Saved entries
Start

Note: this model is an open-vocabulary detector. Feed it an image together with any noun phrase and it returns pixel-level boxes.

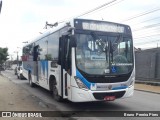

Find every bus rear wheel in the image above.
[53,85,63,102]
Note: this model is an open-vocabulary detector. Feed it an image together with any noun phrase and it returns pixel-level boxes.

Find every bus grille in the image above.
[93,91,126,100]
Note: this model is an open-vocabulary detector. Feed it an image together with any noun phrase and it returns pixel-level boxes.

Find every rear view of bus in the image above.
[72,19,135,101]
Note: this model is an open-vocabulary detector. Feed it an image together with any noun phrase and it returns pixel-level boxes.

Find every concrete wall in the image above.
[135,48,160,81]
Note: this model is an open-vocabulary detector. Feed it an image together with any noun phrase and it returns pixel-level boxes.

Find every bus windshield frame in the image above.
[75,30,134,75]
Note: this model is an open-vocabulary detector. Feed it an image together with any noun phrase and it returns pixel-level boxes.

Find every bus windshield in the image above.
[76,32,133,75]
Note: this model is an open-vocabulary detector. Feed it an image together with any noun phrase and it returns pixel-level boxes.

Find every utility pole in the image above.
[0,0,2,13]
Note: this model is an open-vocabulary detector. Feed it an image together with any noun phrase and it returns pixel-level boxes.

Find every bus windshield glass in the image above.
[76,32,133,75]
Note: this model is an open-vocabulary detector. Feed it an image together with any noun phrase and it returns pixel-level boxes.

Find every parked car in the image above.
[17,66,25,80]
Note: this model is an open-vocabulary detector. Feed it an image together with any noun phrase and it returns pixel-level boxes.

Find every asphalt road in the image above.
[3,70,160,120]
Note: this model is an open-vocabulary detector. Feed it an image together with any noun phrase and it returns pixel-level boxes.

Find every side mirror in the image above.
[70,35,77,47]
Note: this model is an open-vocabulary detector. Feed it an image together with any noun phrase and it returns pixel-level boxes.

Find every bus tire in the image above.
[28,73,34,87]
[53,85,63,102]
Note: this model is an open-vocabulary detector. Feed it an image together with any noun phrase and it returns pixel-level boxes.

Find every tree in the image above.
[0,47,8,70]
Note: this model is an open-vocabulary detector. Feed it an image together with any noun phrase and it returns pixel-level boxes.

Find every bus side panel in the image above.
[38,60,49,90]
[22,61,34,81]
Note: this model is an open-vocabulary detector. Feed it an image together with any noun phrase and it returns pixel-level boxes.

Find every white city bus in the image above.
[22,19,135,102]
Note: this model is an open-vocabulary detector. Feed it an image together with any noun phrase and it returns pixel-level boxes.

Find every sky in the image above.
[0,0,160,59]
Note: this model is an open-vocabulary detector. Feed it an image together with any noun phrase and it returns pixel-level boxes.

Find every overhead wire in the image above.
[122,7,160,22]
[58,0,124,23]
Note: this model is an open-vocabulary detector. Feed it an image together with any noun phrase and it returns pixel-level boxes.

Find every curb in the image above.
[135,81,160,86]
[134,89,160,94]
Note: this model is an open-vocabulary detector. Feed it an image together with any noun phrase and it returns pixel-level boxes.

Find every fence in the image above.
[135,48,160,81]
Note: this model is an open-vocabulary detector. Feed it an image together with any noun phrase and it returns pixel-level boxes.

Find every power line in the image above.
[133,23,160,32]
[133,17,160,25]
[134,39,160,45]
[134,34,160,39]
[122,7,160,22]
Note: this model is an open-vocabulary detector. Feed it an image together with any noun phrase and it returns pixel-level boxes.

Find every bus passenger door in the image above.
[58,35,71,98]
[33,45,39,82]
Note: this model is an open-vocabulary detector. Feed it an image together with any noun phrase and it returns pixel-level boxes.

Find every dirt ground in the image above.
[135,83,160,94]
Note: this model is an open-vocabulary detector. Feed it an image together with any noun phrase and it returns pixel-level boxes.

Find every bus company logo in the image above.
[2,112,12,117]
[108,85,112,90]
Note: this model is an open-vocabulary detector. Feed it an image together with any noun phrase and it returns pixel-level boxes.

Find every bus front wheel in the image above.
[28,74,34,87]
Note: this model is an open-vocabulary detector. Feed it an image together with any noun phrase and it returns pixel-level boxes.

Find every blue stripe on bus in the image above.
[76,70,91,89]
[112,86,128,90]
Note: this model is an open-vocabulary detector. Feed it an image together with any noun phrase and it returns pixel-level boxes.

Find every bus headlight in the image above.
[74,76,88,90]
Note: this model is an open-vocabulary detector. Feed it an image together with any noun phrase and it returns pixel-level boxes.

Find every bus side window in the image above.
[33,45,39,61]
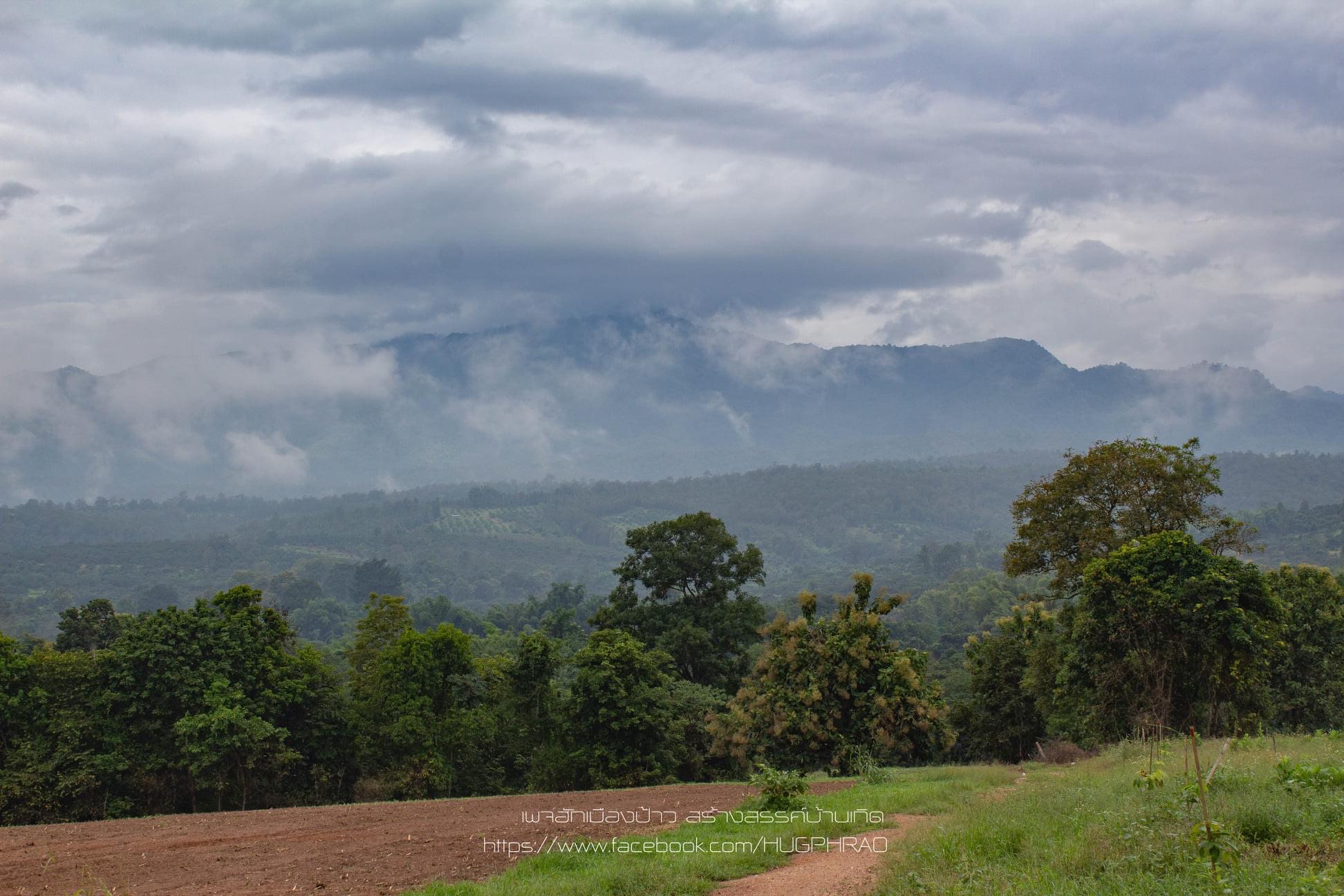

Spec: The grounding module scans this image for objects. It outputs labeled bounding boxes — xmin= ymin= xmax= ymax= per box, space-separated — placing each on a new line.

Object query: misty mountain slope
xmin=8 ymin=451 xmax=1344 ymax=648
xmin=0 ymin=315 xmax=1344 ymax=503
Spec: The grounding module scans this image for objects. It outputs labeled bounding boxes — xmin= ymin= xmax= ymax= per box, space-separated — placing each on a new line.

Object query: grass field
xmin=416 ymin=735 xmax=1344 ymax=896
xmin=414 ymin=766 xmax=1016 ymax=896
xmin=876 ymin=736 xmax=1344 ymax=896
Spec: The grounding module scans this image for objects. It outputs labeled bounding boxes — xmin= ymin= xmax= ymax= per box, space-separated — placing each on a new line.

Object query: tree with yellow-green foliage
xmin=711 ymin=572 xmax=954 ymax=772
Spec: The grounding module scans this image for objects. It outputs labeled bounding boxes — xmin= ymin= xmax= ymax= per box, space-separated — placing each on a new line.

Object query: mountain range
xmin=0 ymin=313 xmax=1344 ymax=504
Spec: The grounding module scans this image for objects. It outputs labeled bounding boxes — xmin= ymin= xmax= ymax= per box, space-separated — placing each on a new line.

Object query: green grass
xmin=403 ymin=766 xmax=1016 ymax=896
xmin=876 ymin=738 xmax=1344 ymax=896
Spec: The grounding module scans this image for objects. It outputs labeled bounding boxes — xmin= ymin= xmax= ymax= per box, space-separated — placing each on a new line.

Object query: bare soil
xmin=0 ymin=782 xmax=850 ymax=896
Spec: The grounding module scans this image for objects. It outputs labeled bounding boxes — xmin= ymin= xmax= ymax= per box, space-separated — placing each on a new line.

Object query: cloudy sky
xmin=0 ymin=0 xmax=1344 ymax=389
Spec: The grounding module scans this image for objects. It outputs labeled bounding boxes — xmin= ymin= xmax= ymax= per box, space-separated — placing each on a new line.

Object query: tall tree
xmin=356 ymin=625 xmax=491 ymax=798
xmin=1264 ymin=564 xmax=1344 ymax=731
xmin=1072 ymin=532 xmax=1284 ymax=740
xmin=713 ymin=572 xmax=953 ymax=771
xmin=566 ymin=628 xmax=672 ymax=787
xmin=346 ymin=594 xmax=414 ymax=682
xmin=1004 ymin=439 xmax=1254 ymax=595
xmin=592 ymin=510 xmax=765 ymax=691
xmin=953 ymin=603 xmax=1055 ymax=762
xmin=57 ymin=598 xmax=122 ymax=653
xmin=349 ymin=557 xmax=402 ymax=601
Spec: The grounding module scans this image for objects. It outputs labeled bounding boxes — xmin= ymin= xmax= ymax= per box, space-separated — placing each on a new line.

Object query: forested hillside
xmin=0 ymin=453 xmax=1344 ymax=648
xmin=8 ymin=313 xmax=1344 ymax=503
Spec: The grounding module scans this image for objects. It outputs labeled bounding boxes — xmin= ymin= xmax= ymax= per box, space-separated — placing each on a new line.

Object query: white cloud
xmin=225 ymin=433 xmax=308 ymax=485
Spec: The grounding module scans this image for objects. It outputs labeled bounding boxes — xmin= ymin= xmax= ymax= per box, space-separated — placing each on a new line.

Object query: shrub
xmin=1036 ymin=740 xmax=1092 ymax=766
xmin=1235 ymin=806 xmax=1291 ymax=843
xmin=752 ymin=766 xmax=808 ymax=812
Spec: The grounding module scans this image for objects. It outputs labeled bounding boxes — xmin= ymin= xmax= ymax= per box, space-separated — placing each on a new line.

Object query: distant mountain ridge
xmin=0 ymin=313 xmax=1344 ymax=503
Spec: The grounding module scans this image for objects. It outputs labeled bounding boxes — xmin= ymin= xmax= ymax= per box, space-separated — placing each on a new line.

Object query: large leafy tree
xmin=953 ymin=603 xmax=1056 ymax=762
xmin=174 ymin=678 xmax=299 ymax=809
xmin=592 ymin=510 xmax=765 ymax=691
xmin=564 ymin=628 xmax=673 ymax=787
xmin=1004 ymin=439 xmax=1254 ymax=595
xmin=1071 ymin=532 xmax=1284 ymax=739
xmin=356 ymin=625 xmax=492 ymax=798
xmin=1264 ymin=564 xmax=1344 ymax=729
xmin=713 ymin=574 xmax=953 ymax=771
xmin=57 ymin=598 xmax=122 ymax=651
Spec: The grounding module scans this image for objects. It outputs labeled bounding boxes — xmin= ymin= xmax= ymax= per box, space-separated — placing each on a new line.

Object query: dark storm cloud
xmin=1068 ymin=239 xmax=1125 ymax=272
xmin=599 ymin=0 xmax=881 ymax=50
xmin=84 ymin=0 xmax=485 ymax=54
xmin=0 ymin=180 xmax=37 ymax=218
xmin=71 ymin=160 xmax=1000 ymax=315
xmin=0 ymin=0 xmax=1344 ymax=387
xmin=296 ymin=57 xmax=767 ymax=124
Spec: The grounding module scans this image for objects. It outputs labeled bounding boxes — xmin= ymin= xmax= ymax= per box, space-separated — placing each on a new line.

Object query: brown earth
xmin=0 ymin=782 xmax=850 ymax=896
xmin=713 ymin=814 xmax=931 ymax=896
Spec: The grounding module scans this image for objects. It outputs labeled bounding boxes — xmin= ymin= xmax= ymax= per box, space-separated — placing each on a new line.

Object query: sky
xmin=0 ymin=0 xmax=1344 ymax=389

End

Work to be completed:
Retype the lines of the listing exactly, beginning with its first line and stopping after the line that contains "[72,19,135,101]". Leave the pictures out of your answer.

Final result:
Note: this model is an open-vocabulary detector. Feed it an image together with any noun phrase and it returns pixel-level boxes.


Find every bus rear wheel in the image above.
[53,85,63,102]
Note: this model is an open-vocabulary detector. Feed it an image together with any noun phrase and it returns pixel-level boxes.

Find every bus grille in the image above.
[93,91,126,100]
Note: this model is an open-vocabulary detector. Feed it an image together with any noun phrase and it returns pixel-level boxes.

Find every rear view of bus in the image above.
[72,19,135,101]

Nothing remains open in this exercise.